Your task »
Every entry needs to be printed exactly, please.
** start Input rows **
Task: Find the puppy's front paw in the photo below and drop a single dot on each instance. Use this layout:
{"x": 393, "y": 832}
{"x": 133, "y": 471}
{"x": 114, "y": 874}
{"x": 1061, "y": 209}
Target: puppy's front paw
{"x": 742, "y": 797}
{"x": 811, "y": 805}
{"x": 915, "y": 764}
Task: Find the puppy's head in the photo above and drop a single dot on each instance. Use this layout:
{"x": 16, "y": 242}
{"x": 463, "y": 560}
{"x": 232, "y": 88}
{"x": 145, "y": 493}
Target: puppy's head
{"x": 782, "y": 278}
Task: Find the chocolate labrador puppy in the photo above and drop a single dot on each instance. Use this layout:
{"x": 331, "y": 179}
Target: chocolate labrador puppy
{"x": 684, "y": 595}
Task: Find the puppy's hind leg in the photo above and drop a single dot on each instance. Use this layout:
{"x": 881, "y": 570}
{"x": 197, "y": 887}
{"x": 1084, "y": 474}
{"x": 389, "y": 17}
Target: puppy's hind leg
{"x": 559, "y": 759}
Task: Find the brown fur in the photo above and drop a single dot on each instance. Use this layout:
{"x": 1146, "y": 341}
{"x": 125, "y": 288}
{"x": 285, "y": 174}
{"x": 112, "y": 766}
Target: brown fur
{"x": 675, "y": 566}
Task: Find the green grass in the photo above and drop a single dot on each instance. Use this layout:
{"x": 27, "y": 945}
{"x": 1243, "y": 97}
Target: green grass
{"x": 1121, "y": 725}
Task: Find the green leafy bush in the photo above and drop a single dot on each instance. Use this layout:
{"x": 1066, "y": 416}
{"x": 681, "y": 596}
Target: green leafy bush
** end Input rows **
Expected answer »
Task: Find the puppy's front paw in the photo below and drop a single dot on each instance. Use this layout:
{"x": 393, "y": 832}
{"x": 133, "y": 471}
{"x": 114, "y": 874}
{"x": 1061, "y": 209}
Target: puppy's front paw
{"x": 742, "y": 797}
{"x": 811, "y": 805}
{"x": 915, "y": 764}
Task: Find the puppy's head in the photo above and drop a single dot on each instance. Use this layout:
{"x": 16, "y": 242}
{"x": 463, "y": 560}
{"x": 232, "y": 88}
{"x": 145, "y": 493}
Target: puppy's head
{"x": 782, "y": 278}
Task: Find the chocolate labrador puppy in the photo above and drop a single dot on each instance. Use this layout:
{"x": 331, "y": 179}
Target: chocolate labrador puppy
{"x": 684, "y": 595}
Task: Find the puppy's hind leg in the photo above and drop a single dot on each instance. Use this layout:
{"x": 881, "y": 570}
{"x": 197, "y": 887}
{"x": 1084, "y": 474}
{"x": 389, "y": 17}
Target: puppy's hind leg
{"x": 559, "y": 759}
Task: Find the brown fur in the photo above and drop a single dot on each instance. Use this layout:
{"x": 1146, "y": 341}
{"x": 125, "y": 288}
{"x": 285, "y": 174}
{"x": 112, "y": 766}
Target: brown fur
{"x": 675, "y": 566}
Task: Find the green grass in the photo above and drop a single dot on each instance. Use this layout:
{"x": 27, "y": 945}
{"x": 1243, "y": 97}
Target: green grass
{"x": 1121, "y": 725}
Task: Find the green leafy bush in the photo above and drop a single dot on each instance. Use this layout:
{"x": 1066, "y": 416}
{"x": 681, "y": 596}
Target: green leafy bush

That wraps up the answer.